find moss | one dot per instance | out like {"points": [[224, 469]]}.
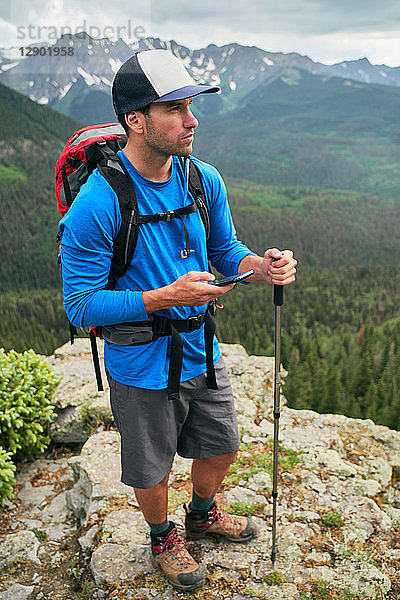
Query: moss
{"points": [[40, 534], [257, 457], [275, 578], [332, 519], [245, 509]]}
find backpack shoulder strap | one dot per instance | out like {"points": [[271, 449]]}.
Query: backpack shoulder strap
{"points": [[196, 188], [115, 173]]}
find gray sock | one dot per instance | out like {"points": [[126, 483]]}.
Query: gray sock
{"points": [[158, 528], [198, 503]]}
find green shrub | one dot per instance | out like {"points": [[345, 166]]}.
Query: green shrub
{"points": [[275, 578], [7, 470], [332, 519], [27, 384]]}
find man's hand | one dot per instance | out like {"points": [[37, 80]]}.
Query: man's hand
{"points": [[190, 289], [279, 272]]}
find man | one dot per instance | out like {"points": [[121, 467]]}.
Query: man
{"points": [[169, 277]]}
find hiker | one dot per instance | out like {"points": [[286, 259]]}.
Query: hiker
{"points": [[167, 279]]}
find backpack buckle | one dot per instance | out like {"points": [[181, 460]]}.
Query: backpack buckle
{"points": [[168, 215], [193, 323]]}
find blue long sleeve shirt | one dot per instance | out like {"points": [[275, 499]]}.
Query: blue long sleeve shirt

★ ★ ★ ★ ★

Rewrite the listing above with "one point per item" substituted for "one dot per instance" wherever it occurs, changing nothing else. Leave out the pictures.

find moss | one point per item | out like {"points": [[224, 469]]}.
Query: moss
{"points": [[40, 534], [257, 457], [275, 578], [332, 519], [245, 509]]}
find backpack shoulder strap | one point per item | out like {"points": [[271, 449]]}.
Query: backpack shoulder strap
{"points": [[196, 188], [115, 173]]}
find gray sock | one point per item | out like {"points": [[126, 483]]}.
Query: gray sock
{"points": [[158, 528], [198, 503]]}
find green shrub | one point per item | out like {"points": [[345, 166]]}.
Query: green shrub
{"points": [[275, 578], [7, 470], [332, 519], [27, 384]]}
find man's hand | one point per item | out like {"points": [[37, 80]]}.
Query: man's hand
{"points": [[190, 289], [279, 272]]}
find man | one point per item | out like {"points": [[121, 467]]}.
Query: man
{"points": [[169, 277]]}
find hiker | one point per item | out like {"points": [[286, 259]]}.
Query: hiker
{"points": [[167, 279]]}
find backpack buckle | one point per item | out like {"points": [[181, 460]]}.
Query: backpack buckle
{"points": [[168, 215], [193, 323]]}
find blue long sleeve shirt | one point per item | out like {"points": [[275, 499]]}.
Query: blue long sleeve shirt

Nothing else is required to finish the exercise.